◆ 文档
*****

单变量比例分布
条形图、堆叠条形图、并排条形图可以用来表现比例以及分组内的比例。 饼图经常用来表现单个分组方式的各组比例。
ggplot2没有专门的饼图函数, 可以用geom_col()与coord_polar()配合
R
library(ggplot2)
library(ggridges)
library(dplyr)
library(GGally)
iris = read.csv('../../seaborn-data/iris.csv')
tips = read.csv('../../seaborn-data/tips.csv')
Attaching package: 'dplyr'
The following objects are masked from 'package:stats':
filter, lag
The following objects are masked from 'package:base':
intersect, setdiff, setequal, union
R
tips_day_count <- tips |>
select(day) |>
count(day) |>
mutate(ratio = n)

*****

◆ 数据行
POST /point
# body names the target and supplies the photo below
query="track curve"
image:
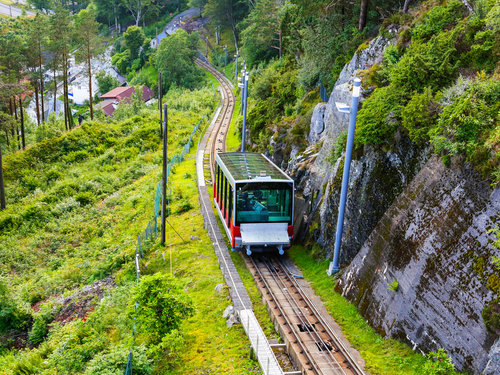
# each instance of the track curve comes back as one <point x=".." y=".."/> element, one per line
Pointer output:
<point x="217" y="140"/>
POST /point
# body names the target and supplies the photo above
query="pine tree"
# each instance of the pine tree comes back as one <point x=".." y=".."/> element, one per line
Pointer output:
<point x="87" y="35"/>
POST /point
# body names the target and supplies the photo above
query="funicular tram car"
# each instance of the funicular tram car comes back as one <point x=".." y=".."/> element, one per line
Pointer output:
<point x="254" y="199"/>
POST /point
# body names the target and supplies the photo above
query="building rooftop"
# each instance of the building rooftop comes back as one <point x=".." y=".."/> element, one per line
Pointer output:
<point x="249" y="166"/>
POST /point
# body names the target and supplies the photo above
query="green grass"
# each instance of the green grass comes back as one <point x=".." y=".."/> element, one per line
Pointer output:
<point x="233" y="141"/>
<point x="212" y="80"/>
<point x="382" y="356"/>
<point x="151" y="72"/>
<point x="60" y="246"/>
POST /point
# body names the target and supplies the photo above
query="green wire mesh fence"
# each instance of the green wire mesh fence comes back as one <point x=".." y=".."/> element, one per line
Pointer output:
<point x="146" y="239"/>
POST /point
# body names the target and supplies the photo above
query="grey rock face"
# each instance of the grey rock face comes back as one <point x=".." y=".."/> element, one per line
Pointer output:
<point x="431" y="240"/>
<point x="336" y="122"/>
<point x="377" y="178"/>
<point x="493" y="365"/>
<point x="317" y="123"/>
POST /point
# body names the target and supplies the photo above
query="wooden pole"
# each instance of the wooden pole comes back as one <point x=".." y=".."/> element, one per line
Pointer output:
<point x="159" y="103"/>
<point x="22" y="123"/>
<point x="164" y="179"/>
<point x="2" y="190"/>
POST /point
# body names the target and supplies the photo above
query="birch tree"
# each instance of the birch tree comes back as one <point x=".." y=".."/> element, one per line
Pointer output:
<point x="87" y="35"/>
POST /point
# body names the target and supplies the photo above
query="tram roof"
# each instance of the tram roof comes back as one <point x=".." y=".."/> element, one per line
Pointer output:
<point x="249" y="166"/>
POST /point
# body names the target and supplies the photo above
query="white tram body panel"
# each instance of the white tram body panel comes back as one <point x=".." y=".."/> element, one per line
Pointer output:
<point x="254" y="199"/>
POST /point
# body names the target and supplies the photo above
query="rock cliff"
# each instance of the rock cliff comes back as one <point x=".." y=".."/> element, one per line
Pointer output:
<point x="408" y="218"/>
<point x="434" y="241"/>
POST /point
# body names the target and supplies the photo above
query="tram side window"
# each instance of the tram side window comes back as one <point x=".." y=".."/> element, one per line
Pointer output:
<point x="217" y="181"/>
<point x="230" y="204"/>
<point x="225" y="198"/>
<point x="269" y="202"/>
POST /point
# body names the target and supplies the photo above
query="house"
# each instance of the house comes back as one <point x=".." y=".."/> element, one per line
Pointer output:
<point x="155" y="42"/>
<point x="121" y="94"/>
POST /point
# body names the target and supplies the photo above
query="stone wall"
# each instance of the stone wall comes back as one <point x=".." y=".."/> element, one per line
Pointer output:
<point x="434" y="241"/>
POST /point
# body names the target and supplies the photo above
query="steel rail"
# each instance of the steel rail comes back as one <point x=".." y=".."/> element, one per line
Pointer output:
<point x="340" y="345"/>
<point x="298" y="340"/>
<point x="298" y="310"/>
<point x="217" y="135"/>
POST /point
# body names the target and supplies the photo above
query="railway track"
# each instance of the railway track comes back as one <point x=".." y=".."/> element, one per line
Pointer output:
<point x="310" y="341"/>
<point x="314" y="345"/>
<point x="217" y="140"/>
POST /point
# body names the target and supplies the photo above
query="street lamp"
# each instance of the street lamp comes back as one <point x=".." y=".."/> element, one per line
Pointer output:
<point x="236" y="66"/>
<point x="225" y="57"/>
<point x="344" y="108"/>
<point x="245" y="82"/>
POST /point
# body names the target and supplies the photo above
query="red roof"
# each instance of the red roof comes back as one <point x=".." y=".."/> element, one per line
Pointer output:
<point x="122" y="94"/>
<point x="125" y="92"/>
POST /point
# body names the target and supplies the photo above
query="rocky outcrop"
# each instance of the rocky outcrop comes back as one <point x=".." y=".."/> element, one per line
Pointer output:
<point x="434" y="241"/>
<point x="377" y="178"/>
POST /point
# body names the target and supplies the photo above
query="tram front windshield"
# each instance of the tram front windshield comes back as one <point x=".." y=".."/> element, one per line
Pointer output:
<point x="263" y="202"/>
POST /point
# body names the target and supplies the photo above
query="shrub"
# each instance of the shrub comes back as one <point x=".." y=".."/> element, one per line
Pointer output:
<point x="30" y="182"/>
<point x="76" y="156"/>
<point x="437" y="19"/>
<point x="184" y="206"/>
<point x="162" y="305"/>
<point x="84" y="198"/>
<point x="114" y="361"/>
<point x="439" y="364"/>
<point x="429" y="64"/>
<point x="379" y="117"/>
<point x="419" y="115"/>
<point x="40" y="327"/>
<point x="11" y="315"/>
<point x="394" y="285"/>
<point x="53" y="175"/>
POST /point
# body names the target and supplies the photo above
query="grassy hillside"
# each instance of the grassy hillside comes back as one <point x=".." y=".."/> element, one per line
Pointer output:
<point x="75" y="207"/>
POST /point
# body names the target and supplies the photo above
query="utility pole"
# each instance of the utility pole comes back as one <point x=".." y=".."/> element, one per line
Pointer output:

*****

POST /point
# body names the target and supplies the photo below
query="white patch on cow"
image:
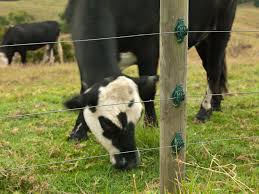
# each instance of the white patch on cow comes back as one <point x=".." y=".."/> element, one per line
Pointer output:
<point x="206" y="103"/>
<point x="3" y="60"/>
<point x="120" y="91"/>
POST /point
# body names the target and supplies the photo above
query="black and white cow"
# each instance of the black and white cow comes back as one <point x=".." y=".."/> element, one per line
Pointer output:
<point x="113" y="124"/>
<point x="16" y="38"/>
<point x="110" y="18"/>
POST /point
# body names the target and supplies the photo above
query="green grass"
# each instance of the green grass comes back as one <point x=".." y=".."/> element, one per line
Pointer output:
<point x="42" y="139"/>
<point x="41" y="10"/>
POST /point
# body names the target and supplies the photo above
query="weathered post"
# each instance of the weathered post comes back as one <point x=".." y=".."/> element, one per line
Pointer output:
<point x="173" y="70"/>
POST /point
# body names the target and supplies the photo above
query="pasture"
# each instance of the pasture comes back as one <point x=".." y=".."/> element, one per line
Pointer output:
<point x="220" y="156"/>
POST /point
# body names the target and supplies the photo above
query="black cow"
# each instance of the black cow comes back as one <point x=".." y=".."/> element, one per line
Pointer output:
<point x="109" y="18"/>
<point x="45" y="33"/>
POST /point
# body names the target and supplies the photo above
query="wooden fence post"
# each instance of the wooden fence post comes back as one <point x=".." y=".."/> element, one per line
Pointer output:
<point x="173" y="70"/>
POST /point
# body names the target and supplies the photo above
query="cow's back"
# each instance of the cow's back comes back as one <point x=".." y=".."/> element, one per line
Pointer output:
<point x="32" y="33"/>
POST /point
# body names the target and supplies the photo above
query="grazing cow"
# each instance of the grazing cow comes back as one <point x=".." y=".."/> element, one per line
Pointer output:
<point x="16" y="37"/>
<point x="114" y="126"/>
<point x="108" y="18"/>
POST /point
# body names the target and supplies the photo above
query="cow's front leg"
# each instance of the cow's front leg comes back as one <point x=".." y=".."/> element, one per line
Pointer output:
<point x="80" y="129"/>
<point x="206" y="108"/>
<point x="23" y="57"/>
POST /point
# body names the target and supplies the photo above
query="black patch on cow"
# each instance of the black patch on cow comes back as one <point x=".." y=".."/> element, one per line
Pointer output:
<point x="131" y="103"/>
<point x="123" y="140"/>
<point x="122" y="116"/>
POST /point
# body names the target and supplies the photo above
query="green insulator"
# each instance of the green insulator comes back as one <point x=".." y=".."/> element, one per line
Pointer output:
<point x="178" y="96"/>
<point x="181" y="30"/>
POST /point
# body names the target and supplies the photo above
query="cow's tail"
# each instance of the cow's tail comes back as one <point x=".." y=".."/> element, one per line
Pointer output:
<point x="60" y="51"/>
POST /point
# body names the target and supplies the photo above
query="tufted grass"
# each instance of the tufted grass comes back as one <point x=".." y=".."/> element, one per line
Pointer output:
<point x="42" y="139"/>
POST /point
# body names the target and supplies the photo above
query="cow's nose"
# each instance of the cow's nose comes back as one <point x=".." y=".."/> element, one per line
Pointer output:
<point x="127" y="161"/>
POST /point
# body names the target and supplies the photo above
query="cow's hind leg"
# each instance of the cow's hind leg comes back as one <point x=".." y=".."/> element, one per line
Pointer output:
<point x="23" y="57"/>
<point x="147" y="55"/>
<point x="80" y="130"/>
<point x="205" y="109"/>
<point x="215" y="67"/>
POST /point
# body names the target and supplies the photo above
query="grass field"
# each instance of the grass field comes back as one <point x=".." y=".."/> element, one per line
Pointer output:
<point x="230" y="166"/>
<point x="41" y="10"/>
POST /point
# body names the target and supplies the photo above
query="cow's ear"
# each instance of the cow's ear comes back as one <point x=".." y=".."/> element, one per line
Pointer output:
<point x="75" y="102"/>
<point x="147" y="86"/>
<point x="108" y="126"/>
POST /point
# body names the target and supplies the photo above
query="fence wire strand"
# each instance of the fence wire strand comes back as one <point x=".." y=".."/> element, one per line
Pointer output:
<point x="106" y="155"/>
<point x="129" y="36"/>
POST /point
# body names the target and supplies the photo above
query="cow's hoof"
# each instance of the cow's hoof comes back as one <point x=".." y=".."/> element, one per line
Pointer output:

*****

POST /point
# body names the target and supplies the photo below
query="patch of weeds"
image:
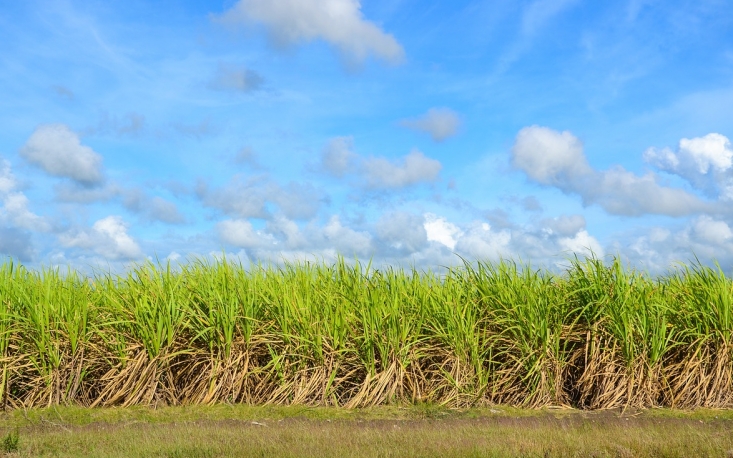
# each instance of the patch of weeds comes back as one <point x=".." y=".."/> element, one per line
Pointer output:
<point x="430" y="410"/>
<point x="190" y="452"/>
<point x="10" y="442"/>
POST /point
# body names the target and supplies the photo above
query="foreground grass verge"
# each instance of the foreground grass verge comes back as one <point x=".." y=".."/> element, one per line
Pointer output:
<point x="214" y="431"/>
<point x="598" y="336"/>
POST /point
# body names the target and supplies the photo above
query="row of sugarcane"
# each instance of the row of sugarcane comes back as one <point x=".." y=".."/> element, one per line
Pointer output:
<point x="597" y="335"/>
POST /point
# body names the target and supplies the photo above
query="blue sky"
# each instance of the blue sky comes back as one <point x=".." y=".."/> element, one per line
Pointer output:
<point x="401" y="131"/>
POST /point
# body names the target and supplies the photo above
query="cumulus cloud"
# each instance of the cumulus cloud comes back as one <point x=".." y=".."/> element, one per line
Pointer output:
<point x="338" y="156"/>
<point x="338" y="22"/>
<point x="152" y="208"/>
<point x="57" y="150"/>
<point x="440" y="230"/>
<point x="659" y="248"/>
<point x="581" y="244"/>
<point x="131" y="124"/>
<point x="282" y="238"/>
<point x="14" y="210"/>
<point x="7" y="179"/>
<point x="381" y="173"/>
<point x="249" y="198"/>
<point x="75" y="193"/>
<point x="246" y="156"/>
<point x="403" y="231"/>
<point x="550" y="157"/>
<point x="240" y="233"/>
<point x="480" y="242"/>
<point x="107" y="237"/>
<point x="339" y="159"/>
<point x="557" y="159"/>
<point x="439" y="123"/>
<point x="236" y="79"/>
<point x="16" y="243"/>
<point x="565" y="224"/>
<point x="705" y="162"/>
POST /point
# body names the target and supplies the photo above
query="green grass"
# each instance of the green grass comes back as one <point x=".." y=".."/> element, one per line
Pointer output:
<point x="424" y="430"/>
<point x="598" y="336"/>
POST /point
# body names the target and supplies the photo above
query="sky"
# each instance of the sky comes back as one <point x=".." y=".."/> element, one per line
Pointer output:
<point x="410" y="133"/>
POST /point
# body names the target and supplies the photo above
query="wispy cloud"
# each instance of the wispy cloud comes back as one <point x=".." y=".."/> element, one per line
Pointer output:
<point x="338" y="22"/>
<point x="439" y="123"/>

*****

◆ 任务 A
单变量比例分布文档说 ggplot2 没有专门的饼图函数，那么可以用哪两个函数配合来画饼图？
◆ 任务 B
续写单变量比例分布文档，从其最后一行代码之后接着往下写。

◆ 书面回答 A
geom_col()与coord_polar()。

◆ 书面回答 B
p <- ggplot(data = tips_day_count,mapping = aes(x = 1,y=ratio,fill=day))
p + geom_col() + coord_polar(theta = "y") +
scale_x_continuous(name = NULL, breaks = NULL) +
scale_y_continuous(name = NULL, breaks = NULL) +
labs(fill = "Cut")

当然也可以用R自带的pie函数绘制饼图
R
piepercent = paste(round(100*tips_day_count$n/sum(tips_day_count$n)), "%")
pie(tips_day_count$n,labels=piepercent,col=rainbow(12))
legend("topright", tips_day_count$day, cex=0.8, fill=rainbow(12))

再粗糙点,直接用geom_col(postion='stack),也能达到饼状图的表达效果
R
p + geom_col(position = 'stack')

有时需要比较不同组的某个变量的比例分布。
R
ggplot(data = tips,mapping = aes(x = day,y=total_bill,fill=sex))+geom_col(position = 'dodge')

R
ggplot(data = tips,mapping = aes(x = total_bill,fill=day))+geom_density(position = 'fill')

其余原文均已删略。